>> Start THE INPUT

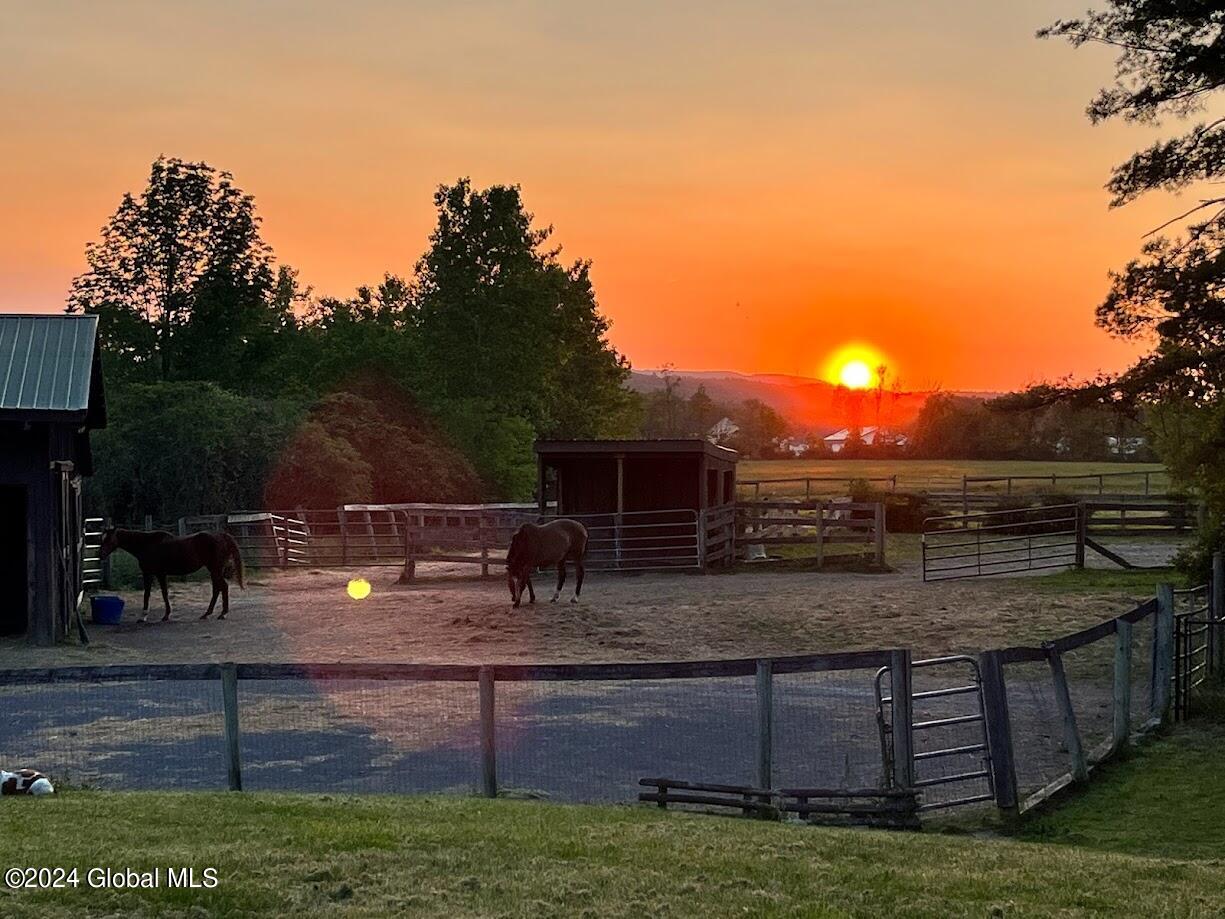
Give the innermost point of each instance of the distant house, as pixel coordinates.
(722, 430)
(870, 436)
(1125, 446)
(795, 446)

>> End THE INPUT

* **DIRECTION**
Can you rewrite the material with "distant house" substituted by "faraway house", keeping everything else the same and leaving out the pictures?

* **REPLY TO THE TASK**
Give the innermost point of each instance of the faraway house, as pixel coordinates.
(722, 430)
(870, 436)
(1125, 446)
(795, 446)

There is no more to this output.